→ **TASK INSTRUCTIONS**: In the forum post about the new wineador below, what is the wineador's drain hole plugged with?

→ **QUOTED TEXT**:
# # #
# FridayGt Stash/ New Wineador



## FridayGt (Oct 24, 2010)

Sigh. Damn it. Well, it's all your faults. lol. Here's the stash, or at least what I hope to be the meager, humble beginnings. Mind you, I just got home in February, LATE February... lol. Wth is wrong with me... lol.

New Wineador + cigar Bouncer. Hands off my stash... lol


















Humi-Care + Kitty Litter. Overkill? Yeah, probably, but the humi-care only puts out moisture. The poo pellets will absorb it! :eyebrows: It rests at a lovely 63.5 with three fans not including the fridge fans. Can't see it, but the drain hole is plugged with a solid piece of plastic that I cut to shape. Was going to get that humi-care from someone here, but got a rediculously insane deal elsewhere and had to jump on it ASAP! lol.









Going to leave those Gran Habano's down in the bottom for a while. Dust 'em off in about a year, and have a splendid little treat for less than $2 a stick including shipping. :eyebrows:









Well, now to the cigars. Hmmm, do those trays look familiar to anyone? lol. El cheapo deluxe's from cheap humidors. Eventually I'll pony up for drawers.
# # #
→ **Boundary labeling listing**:
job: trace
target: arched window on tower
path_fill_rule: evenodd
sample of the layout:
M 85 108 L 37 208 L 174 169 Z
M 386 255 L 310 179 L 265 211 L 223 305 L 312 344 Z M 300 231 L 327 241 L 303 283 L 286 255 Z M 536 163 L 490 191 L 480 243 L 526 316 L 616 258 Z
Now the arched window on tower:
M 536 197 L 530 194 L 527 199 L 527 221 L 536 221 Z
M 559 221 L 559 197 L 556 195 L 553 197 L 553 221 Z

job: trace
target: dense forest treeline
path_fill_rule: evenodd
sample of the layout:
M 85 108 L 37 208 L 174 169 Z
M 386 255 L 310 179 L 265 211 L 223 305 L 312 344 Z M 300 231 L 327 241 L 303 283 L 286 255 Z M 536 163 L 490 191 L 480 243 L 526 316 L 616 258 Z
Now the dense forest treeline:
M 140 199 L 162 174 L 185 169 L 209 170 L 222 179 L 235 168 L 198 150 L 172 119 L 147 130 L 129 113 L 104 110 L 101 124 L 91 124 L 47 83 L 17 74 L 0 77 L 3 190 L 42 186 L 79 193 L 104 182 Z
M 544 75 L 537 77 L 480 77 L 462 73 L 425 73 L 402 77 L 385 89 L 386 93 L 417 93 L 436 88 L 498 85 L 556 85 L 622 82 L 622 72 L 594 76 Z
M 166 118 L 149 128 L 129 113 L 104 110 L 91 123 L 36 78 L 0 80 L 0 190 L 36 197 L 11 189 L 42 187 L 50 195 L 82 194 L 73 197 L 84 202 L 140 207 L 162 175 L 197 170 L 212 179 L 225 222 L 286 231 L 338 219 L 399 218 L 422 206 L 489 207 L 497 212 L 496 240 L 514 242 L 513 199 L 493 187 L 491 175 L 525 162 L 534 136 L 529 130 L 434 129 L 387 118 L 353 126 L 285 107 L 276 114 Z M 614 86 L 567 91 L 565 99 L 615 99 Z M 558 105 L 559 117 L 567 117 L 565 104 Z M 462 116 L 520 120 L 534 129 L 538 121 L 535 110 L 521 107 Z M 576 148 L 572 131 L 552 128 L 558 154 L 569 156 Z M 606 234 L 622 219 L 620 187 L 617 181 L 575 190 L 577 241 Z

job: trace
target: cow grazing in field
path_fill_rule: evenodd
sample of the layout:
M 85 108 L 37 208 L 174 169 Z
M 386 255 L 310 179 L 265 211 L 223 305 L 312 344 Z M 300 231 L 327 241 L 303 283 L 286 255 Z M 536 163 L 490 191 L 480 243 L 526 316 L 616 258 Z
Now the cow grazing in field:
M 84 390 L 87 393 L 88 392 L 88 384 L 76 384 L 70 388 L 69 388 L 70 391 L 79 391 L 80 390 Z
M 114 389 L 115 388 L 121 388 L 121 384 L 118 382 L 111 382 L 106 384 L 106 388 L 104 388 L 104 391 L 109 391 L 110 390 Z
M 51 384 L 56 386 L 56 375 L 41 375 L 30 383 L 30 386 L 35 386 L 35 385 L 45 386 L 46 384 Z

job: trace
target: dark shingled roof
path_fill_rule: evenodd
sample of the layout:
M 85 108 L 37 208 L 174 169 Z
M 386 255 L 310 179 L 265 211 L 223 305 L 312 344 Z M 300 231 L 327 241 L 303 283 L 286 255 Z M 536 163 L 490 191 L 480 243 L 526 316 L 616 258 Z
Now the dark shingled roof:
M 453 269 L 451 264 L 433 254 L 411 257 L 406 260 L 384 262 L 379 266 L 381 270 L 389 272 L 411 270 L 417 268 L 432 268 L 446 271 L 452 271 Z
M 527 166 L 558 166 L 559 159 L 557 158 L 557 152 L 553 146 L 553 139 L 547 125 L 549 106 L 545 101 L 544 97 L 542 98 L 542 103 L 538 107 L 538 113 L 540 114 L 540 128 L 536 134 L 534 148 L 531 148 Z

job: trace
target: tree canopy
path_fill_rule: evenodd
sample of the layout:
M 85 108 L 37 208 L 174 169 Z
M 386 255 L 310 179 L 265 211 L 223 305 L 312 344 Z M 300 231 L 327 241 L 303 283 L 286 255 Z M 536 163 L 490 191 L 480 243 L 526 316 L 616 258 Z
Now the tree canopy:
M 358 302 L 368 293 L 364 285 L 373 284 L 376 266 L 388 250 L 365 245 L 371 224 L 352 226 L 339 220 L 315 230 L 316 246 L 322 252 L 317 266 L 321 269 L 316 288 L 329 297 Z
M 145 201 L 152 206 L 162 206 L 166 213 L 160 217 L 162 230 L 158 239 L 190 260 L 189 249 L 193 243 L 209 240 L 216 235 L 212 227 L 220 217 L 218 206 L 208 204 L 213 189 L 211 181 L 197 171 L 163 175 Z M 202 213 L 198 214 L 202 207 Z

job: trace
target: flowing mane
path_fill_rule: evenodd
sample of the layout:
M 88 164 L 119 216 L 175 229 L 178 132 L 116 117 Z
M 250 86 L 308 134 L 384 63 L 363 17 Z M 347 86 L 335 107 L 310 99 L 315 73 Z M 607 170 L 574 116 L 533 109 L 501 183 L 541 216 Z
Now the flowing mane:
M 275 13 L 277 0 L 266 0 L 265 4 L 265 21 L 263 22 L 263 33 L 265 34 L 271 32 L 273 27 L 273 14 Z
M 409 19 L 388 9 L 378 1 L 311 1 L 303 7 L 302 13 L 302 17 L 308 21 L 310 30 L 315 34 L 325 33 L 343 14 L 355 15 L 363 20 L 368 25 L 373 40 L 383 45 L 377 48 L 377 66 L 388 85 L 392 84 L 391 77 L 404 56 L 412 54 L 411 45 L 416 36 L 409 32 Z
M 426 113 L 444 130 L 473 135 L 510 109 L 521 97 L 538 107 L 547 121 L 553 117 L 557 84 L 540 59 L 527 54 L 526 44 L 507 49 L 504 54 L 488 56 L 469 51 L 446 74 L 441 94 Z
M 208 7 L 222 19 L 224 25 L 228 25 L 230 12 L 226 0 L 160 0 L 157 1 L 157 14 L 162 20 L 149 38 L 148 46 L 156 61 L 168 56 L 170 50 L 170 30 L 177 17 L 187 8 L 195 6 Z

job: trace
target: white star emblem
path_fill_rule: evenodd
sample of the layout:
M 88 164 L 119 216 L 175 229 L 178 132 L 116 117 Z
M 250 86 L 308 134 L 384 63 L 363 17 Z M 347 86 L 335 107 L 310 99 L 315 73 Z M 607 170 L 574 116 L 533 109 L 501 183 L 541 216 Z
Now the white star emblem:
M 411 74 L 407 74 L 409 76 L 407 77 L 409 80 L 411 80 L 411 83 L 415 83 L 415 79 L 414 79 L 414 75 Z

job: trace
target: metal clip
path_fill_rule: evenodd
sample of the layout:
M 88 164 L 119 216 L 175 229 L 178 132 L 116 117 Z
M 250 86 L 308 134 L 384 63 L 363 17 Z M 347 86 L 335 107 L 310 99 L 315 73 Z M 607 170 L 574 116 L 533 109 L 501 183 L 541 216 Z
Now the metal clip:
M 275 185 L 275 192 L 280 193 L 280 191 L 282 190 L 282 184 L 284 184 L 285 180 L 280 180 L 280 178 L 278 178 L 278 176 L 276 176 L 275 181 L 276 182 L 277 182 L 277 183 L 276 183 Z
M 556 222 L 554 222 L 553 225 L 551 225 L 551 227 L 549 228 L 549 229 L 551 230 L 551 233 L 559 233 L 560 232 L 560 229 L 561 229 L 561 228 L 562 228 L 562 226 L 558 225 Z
# # #
→ **FINAL RESULT**: A solid piece of plastic cut to shape.